Stored dataset items »
+ + + + +

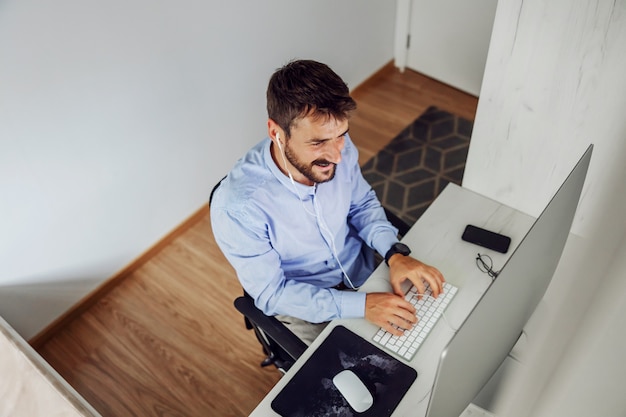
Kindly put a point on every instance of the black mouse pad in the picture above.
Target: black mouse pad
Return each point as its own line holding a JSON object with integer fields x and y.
{"x": 311, "y": 391}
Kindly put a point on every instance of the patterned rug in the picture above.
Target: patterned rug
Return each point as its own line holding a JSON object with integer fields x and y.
{"x": 417, "y": 164}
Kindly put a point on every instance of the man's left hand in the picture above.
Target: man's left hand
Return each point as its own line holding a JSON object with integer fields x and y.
{"x": 403, "y": 267}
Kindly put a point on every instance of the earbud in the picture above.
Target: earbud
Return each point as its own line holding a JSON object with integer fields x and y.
{"x": 278, "y": 141}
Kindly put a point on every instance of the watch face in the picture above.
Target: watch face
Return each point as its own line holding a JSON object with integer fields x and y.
{"x": 400, "y": 248}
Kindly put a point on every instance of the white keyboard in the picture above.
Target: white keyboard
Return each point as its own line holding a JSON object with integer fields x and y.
{"x": 429, "y": 310}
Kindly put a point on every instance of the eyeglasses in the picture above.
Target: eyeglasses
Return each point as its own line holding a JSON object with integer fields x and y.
{"x": 485, "y": 264}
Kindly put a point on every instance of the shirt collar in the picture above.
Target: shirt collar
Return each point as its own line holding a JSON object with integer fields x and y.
{"x": 282, "y": 178}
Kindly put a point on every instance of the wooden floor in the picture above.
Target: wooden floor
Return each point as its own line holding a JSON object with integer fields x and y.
{"x": 166, "y": 341}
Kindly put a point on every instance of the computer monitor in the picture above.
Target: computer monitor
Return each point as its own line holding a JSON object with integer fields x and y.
{"x": 491, "y": 330}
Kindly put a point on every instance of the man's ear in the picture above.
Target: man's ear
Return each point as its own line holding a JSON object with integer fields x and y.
{"x": 274, "y": 131}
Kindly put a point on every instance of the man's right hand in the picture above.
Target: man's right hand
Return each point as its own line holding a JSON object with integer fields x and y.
{"x": 387, "y": 309}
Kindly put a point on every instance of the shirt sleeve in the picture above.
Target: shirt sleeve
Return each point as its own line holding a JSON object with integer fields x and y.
{"x": 367, "y": 215}
{"x": 244, "y": 240}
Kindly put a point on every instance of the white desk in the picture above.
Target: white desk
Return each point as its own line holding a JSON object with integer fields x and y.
{"x": 29, "y": 387}
{"x": 436, "y": 240}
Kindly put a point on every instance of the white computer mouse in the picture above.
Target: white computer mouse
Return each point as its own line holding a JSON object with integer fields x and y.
{"x": 353, "y": 390}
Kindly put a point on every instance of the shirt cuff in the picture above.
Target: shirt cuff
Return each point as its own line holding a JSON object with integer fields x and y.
{"x": 383, "y": 244}
{"x": 352, "y": 304}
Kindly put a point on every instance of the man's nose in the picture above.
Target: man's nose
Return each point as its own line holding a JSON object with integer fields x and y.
{"x": 335, "y": 148}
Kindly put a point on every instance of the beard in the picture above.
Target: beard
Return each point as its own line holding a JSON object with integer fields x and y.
{"x": 307, "y": 169}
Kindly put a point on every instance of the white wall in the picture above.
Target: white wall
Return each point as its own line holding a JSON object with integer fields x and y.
{"x": 554, "y": 82}
{"x": 117, "y": 118}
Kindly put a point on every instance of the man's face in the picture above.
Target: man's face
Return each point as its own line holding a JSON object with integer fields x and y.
{"x": 314, "y": 149}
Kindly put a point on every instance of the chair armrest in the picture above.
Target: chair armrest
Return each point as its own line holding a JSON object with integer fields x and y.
{"x": 274, "y": 329}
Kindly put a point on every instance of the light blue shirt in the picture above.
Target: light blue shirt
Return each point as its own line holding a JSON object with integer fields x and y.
{"x": 283, "y": 238}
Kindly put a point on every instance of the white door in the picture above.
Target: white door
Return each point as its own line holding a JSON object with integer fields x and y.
{"x": 448, "y": 39}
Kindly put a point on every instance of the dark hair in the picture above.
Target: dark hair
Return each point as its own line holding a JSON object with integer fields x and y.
{"x": 306, "y": 87}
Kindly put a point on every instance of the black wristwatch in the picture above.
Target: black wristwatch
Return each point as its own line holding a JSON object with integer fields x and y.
{"x": 400, "y": 248}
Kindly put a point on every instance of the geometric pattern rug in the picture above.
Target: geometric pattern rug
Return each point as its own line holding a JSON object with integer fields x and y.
{"x": 417, "y": 164}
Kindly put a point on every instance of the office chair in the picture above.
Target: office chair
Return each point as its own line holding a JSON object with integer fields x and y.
{"x": 280, "y": 345}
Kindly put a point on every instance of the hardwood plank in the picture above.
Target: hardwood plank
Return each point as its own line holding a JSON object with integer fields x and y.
{"x": 166, "y": 339}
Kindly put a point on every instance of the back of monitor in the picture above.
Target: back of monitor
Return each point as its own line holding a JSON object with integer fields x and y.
{"x": 488, "y": 334}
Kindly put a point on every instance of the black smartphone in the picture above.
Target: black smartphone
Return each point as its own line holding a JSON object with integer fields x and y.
{"x": 486, "y": 238}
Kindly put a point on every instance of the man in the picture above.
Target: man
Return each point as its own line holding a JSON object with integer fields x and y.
{"x": 298, "y": 222}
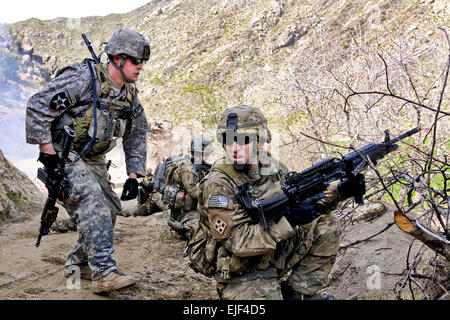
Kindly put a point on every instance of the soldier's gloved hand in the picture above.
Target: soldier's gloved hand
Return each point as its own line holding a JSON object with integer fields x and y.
{"x": 148, "y": 186}
{"x": 353, "y": 187}
{"x": 130, "y": 189}
{"x": 301, "y": 213}
{"x": 50, "y": 161}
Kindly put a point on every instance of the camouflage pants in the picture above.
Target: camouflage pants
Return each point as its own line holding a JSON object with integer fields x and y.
{"x": 183, "y": 222}
{"x": 96, "y": 206}
{"x": 154, "y": 204}
{"x": 310, "y": 254}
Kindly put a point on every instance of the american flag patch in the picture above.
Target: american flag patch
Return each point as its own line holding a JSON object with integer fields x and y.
{"x": 220, "y": 226}
{"x": 218, "y": 202}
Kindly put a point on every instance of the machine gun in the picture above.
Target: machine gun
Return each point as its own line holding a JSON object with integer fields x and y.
{"x": 56, "y": 184}
{"x": 302, "y": 185}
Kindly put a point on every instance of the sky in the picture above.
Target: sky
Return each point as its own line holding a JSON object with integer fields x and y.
{"x": 19, "y": 10}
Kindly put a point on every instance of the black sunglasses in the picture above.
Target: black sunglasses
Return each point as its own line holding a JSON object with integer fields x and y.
{"x": 135, "y": 61}
{"x": 241, "y": 139}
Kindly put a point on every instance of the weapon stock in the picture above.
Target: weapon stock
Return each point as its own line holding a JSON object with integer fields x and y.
{"x": 55, "y": 185}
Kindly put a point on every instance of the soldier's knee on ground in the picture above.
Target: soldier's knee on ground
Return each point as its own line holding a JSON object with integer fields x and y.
{"x": 64, "y": 225}
{"x": 311, "y": 272}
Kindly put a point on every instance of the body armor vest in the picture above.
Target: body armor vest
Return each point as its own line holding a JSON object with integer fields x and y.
{"x": 112, "y": 117}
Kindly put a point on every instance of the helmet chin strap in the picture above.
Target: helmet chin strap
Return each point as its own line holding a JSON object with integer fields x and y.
{"x": 120, "y": 69}
{"x": 246, "y": 166}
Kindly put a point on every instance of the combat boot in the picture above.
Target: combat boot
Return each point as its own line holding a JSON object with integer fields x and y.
{"x": 113, "y": 281}
{"x": 85, "y": 271}
{"x": 290, "y": 294}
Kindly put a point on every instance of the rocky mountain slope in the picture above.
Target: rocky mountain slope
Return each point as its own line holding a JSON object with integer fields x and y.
{"x": 17, "y": 191}
{"x": 296, "y": 60}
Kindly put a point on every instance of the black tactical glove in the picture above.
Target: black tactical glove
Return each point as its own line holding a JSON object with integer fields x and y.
{"x": 50, "y": 161}
{"x": 130, "y": 189}
{"x": 354, "y": 186}
{"x": 148, "y": 187}
{"x": 301, "y": 213}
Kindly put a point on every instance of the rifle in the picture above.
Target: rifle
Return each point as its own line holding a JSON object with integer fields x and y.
{"x": 88, "y": 44}
{"x": 93, "y": 74}
{"x": 55, "y": 184}
{"x": 302, "y": 185}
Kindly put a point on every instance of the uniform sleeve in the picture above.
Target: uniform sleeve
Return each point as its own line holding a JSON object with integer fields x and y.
{"x": 184, "y": 175}
{"x": 135, "y": 141}
{"x": 54, "y": 99}
{"x": 230, "y": 223}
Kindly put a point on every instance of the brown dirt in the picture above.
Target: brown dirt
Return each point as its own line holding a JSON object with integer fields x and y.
{"x": 146, "y": 248}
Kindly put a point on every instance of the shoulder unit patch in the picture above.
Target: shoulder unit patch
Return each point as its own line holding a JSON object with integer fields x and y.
{"x": 217, "y": 201}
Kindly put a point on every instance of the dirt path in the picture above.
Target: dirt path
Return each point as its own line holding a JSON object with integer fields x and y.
{"x": 144, "y": 247}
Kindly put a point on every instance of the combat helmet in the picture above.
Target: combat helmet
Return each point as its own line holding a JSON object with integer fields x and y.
{"x": 243, "y": 119}
{"x": 127, "y": 43}
{"x": 201, "y": 144}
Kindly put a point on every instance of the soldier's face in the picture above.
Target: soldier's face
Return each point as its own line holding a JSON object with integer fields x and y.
{"x": 240, "y": 150}
{"x": 132, "y": 70}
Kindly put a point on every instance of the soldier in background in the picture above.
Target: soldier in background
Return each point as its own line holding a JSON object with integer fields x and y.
{"x": 246, "y": 260}
{"x": 149, "y": 199}
{"x": 100, "y": 102}
{"x": 181, "y": 188}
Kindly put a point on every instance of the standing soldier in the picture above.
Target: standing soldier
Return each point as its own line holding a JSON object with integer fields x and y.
{"x": 247, "y": 260}
{"x": 182, "y": 186}
{"x": 99, "y": 102}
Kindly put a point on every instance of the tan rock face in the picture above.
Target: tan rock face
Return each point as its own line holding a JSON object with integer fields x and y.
{"x": 16, "y": 189}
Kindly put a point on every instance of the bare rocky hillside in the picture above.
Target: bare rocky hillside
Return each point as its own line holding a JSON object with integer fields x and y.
{"x": 327, "y": 74}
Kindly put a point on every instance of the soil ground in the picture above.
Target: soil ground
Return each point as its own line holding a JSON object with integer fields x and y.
{"x": 146, "y": 248}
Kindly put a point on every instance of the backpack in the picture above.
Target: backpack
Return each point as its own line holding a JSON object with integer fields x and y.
{"x": 161, "y": 170}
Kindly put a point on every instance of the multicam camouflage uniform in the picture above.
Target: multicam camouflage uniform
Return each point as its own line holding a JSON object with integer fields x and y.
{"x": 67, "y": 100}
{"x": 181, "y": 193}
{"x": 246, "y": 260}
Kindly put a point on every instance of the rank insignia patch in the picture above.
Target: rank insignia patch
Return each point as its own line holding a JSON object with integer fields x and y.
{"x": 60, "y": 101}
{"x": 218, "y": 201}
{"x": 220, "y": 226}
{"x": 136, "y": 112}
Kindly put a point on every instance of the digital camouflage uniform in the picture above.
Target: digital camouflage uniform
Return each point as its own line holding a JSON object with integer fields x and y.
{"x": 247, "y": 261}
{"x": 67, "y": 100}
{"x": 181, "y": 194}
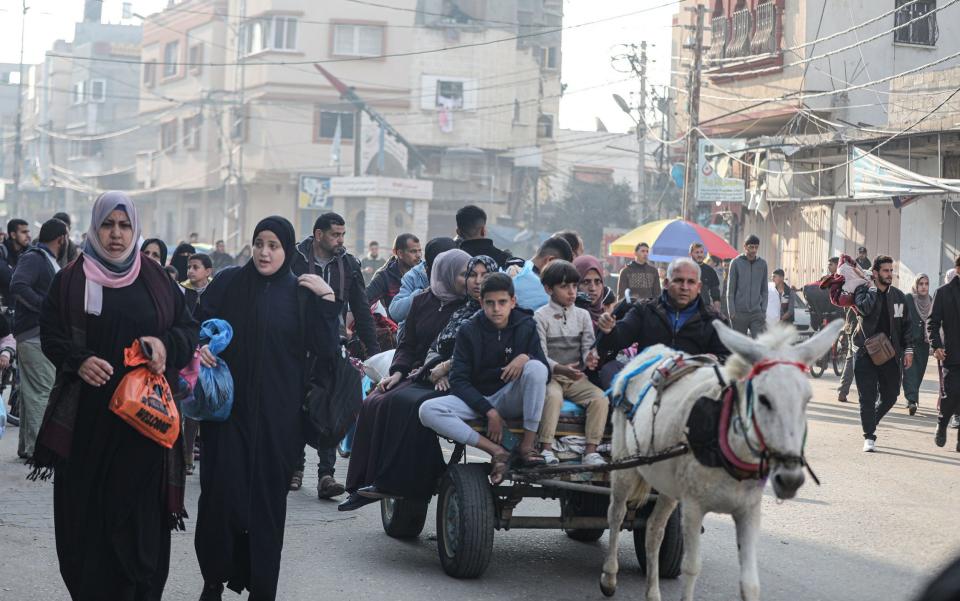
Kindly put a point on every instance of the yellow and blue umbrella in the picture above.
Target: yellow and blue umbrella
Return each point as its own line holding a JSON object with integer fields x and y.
{"x": 671, "y": 238}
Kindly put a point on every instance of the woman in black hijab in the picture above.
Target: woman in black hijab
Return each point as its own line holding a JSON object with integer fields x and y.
{"x": 180, "y": 258}
{"x": 249, "y": 458}
{"x": 156, "y": 249}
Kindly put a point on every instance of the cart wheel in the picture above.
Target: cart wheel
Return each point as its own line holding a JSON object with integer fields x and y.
{"x": 580, "y": 504}
{"x": 465, "y": 521}
{"x": 403, "y": 518}
{"x": 671, "y": 551}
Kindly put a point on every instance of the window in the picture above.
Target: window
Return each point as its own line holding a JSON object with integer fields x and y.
{"x": 196, "y": 59}
{"x": 98, "y": 90}
{"x": 171, "y": 55}
{"x": 549, "y": 57}
{"x": 719, "y": 33}
{"x": 238, "y": 124}
{"x": 284, "y": 33}
{"x": 764, "y": 39}
{"x": 357, "y": 40}
{"x": 79, "y": 92}
{"x": 150, "y": 73}
{"x": 739, "y": 44}
{"x": 191, "y": 132}
{"x": 328, "y": 125}
{"x": 450, "y": 94}
{"x": 545, "y": 126}
{"x": 923, "y": 30}
{"x": 168, "y": 136}
{"x": 269, "y": 33}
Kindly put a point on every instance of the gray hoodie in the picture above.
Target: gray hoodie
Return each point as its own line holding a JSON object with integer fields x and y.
{"x": 747, "y": 286}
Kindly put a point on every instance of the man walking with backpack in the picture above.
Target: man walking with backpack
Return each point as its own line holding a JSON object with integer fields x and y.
{"x": 324, "y": 254}
{"x": 883, "y": 340}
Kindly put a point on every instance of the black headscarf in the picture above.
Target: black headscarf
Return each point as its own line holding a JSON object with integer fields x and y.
{"x": 435, "y": 247}
{"x": 161, "y": 244}
{"x": 180, "y": 262}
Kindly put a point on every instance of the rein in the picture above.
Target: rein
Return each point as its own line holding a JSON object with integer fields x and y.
{"x": 760, "y": 450}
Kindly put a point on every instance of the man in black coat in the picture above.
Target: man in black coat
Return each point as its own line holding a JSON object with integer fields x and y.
{"x": 883, "y": 310}
{"x": 28, "y": 289}
{"x": 324, "y": 254}
{"x": 678, "y": 318}
{"x": 945, "y": 315}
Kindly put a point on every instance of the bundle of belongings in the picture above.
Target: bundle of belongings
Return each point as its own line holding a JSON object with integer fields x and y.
{"x": 844, "y": 283}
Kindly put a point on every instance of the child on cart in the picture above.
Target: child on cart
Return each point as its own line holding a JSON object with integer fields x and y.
{"x": 566, "y": 333}
{"x": 499, "y": 371}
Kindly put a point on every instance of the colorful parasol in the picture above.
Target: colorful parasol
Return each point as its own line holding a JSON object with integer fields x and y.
{"x": 671, "y": 238}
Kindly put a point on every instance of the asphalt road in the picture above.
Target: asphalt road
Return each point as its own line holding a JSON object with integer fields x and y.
{"x": 880, "y": 526}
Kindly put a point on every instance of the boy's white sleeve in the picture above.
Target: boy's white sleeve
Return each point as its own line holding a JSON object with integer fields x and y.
{"x": 587, "y": 337}
{"x": 542, "y": 332}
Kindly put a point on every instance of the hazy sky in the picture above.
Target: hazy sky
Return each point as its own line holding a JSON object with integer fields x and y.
{"x": 586, "y": 50}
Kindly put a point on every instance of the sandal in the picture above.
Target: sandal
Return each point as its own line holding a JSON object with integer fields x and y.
{"x": 530, "y": 458}
{"x": 498, "y": 467}
{"x": 297, "y": 480}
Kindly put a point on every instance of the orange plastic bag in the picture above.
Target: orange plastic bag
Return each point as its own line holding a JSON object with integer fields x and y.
{"x": 143, "y": 400}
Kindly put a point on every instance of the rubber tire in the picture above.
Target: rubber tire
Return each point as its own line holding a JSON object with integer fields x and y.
{"x": 671, "y": 551}
{"x": 403, "y": 518}
{"x": 466, "y": 500}
{"x": 584, "y": 504}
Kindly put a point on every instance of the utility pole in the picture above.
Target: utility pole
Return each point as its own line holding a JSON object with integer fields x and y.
{"x": 693, "y": 113}
{"x": 642, "y": 131}
{"x": 18, "y": 141}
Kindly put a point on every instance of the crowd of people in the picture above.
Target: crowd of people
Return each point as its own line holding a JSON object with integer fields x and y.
{"x": 479, "y": 337}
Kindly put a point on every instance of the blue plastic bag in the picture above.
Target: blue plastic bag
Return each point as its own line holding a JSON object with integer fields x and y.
{"x": 213, "y": 395}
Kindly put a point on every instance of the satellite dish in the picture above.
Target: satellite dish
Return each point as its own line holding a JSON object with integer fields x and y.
{"x": 622, "y": 103}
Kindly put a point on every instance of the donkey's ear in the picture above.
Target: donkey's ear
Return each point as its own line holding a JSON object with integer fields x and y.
{"x": 817, "y": 346}
{"x": 741, "y": 344}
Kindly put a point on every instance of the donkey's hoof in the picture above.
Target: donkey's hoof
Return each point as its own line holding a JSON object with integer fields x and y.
{"x": 608, "y": 585}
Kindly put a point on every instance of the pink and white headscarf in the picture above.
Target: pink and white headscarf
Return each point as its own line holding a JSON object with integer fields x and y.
{"x": 99, "y": 268}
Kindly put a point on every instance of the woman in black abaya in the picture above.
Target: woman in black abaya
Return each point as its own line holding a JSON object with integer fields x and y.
{"x": 393, "y": 453}
{"x": 249, "y": 458}
{"x": 116, "y": 493}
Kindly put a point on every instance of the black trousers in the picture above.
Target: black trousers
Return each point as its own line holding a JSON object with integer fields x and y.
{"x": 950, "y": 395}
{"x": 874, "y": 381}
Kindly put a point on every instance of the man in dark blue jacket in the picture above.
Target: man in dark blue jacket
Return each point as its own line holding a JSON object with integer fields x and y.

+ + + + +

Required task »
Transcribe only the trailing portion of the entries above: the line that contains "Kindly put a point on every instance of the pink" and each line after it.

Worked answer »
Kindly put a point on every instance of the pink and white headscarf in the picture above.
Target: pink and white headscarf
Return each point as its own line holding a JSON object with integer fields x and y.
{"x": 99, "y": 268}
Kindly put a point on every instance of the woman in black abaya in the picture above.
Target: woman in black abaya
Return each point as its own line holding a JSON object with integer fields x and y.
{"x": 393, "y": 453}
{"x": 249, "y": 458}
{"x": 116, "y": 493}
Kindly put a point on every instance of the black trousers in the picture above.
Target: black trousers
Return each point as its own line holding a JSON object with integer fields x and y.
{"x": 950, "y": 395}
{"x": 874, "y": 381}
Kindly put a point on every instance of the man in dark blue jacket in the picture above.
Target: man in dark blue jacket
Return each point as its own line holding a JSON object with integer fields x and y.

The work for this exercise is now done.